• Input records:
────────────────────────────────────────

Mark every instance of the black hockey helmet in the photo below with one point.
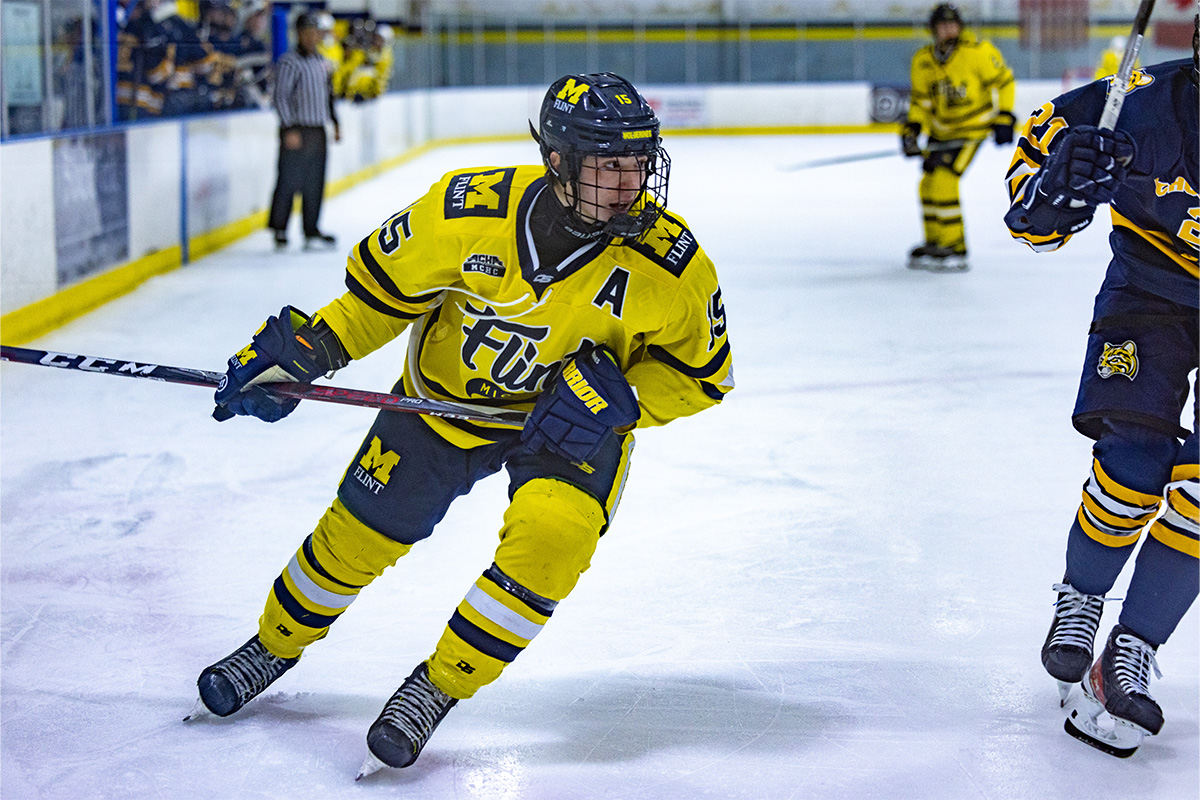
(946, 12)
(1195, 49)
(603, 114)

────────────────────────────────────────

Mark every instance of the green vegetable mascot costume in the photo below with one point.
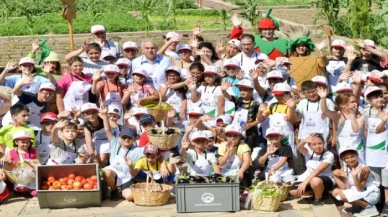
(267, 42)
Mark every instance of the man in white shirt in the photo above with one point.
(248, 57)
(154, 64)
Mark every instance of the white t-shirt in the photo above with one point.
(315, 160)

────────────────────────────────────────

• What the exercise asks: Please show each line of the listing above that contains the string "below". Matching is case-sensitive.

• Solution to this problem:
Mark every instance of the black hockey helmet in the photo below with one point.
Mark every instance of the green vegetable mascot costume in the photo below with one point.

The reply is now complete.